** Page excerpt **

____________

Georgia is a unique country in that it is at a crossroads where Europe and Asia meet. Though rich in history and culture, the country has an unemployment rate of 12 percent, a registered poverty rate of about 11 percent and a relative poverty rate of about 20 percent.
Georgia won its independence from the Soviet Union in 1991, but with that independence came social and economic challenges that continue today. A poverty analysis done by the Asian Development Bank outlines 17 trends in poverty, but there are two in particular that are clear causes of poverty in Georgia.
The first is agricultural stagnation. Georgia is a country with vast natural diversity and conditions that lead to agriculture employing almost 50 percent of the population, yet they only account for 10 percent of the GDP. This discrepancy can be attributed to fragmentation of land, poor connectivity to markets, weak support services and degraded rural infrastructure.
The economic growth that Georgia has recorded is largely unrelated to agricultural development; rather, it is due to foreign investment focus on real estate and banking, and as Rural Poverty Portal states, “…the downward trend in agrarian production has been accompanied by a growing incidence of rural poverty.”

____________

** Position annotation entries **
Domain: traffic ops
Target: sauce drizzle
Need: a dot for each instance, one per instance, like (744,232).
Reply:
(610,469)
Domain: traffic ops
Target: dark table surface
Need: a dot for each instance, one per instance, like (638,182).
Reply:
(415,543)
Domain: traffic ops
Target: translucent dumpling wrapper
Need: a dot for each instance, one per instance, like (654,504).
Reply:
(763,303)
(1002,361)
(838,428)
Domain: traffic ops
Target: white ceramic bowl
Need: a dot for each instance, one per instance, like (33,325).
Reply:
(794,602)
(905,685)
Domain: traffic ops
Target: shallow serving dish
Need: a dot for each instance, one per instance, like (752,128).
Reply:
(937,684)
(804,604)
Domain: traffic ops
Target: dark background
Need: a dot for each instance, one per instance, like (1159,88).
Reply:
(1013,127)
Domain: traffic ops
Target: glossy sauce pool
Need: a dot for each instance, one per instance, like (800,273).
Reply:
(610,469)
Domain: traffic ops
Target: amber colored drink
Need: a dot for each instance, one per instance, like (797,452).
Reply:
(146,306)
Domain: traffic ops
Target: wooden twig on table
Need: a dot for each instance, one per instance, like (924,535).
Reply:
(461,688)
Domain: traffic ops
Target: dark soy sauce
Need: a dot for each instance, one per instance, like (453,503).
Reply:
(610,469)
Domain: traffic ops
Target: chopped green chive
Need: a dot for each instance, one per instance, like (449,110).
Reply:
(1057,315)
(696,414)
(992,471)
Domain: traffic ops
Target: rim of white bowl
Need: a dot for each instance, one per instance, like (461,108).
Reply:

____________

** Exercises to complete **
- 1) According to the text on poverty in Georgia, what share of the population does agriculture employ, and what share of GDP does it account for?
- 2) Extend the text on poverty in Georgia, picking up after its last sentence.
None of the entries are needed.

** Outputs by task **
- 1) Agriculture employs almost 50 percent of the population but accounts for only 10 percent of GDP.

- 2)
The second cause stems from the first, which is limited access to and low quality of social services. The nearly 50 percent of the population that is employed by an unsuccessful agricultural industry and those unemployed altogether do not have access to quality social services. Education to gain skills for other developing industries in Georgia’s economy is incredibly basic and underfunded. In fact, the poverty analysis cites a high dropout rate. Healthcare is also rendered almost completely unaffordable, with nearly 65 percent of expenses being paid for out of pocket. These two social services alone can really limit socioeconomic mobility for the poor of the nation, thus ineffective social services are one of the causes of poverty in Georgia.
Poverty in Georgia
The two causes discussed are not isolated; rather, they are intertwined with other major causes. However, they are among the most discussed and relevant of the causes of poverty in an otherwise rich and diverse nation.
For the issue of agricultural stagnation, a shift in both domestic and foreign investment could make a critical impact. The Georgian National Investment Agency highlights different ways that groups can invest, like aquaculture, greenhouses and food processing.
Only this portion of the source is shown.